** TRY IT **
Starting at the line containing "negative clicks: (49, 175)" and continuing through the last line below, both ends included, reproduce those lines with "positive clicks" switched to "foreground clicks" and everything else left unchanged.

Collected data:
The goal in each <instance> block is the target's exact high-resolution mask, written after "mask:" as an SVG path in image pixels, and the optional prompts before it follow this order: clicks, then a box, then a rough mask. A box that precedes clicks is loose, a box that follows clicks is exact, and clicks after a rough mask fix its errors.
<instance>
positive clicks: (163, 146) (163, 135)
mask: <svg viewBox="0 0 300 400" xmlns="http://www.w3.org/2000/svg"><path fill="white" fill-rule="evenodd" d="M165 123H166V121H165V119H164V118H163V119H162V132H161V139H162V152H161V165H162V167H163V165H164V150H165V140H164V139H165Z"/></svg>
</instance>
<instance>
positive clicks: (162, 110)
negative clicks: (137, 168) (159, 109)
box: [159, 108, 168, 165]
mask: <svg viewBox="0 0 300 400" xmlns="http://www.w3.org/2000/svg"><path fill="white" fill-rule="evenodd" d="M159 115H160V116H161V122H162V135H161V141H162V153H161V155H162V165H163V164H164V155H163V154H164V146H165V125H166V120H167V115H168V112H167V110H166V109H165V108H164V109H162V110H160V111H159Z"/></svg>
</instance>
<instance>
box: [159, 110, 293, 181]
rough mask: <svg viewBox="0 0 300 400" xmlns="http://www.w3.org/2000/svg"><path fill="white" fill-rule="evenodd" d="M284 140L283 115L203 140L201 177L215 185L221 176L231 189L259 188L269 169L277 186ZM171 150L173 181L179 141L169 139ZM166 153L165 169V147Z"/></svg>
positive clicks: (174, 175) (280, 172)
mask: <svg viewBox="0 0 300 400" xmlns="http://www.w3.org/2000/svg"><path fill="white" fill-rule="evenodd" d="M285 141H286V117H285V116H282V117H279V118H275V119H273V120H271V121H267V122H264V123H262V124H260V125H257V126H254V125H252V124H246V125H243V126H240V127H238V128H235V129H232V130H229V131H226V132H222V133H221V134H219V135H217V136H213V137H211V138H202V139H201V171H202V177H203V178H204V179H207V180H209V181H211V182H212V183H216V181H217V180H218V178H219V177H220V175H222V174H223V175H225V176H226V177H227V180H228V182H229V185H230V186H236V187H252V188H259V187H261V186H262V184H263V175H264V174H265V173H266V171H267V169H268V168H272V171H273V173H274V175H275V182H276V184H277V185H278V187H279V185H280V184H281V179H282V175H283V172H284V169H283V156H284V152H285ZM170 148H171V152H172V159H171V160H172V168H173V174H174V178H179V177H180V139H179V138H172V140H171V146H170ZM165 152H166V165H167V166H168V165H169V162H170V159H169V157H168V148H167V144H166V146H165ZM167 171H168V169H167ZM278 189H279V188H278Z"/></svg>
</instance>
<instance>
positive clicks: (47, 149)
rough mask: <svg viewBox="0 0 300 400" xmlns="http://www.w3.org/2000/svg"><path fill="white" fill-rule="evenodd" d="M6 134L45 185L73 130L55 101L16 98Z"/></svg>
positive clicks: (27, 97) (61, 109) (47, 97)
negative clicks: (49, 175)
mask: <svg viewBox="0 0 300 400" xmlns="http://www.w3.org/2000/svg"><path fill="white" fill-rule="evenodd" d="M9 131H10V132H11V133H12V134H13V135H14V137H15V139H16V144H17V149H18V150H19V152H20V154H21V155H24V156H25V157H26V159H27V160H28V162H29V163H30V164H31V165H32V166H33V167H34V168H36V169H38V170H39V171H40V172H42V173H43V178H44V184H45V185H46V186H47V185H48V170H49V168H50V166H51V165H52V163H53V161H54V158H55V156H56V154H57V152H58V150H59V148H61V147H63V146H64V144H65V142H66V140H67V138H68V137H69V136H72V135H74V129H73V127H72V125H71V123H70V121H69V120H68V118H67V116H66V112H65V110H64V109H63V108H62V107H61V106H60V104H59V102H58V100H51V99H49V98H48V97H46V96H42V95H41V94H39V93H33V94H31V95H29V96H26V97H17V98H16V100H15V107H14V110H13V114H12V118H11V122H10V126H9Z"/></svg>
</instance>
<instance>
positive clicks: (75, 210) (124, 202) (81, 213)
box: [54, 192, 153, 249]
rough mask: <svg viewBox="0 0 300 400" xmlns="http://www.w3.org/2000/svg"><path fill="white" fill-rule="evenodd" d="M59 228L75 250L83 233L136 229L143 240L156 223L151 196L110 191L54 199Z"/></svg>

** YOUR SOLUTION **
negative clicks: (49, 175)
mask: <svg viewBox="0 0 300 400" xmlns="http://www.w3.org/2000/svg"><path fill="white" fill-rule="evenodd" d="M9 131H10V132H11V133H12V134H13V135H14V137H15V139H16V144H17V149H18V150H19V152H20V154H21V155H24V156H25V157H26V159H27V160H28V162H29V163H30V164H31V165H32V166H33V167H34V168H36V169H38V170H39V171H40V172H42V173H43V178H44V184H45V185H46V186H47V185H48V170H49V168H50V166H51V165H52V163H53V161H54V158H55V156H56V154H57V152H58V150H59V148H61V147H63V146H64V144H65V142H66V140H67V138H68V137H69V136H72V135H74V129H73V127H72V125H71V123H70V121H69V120H68V118H67V116H66V112H65V110H64V109H63V108H62V107H61V106H60V104H59V102H58V100H51V99H49V98H48V97H46V96H42V95H41V94H39V93H33V94H31V95H29V96H26V97H17V98H16V100H15V107H14V110H13V114H12V118H11V122H10V126H9Z"/></svg>
</instance>
<instance>
foreground clicks: (75, 210) (124, 202) (81, 213)
box: [54, 192, 153, 249]
rough mask: <svg viewBox="0 0 300 400" xmlns="http://www.w3.org/2000/svg"><path fill="white" fill-rule="evenodd" d="M59 228L75 250L83 233L136 229L143 240L156 223L151 196L110 191L54 199Z"/></svg>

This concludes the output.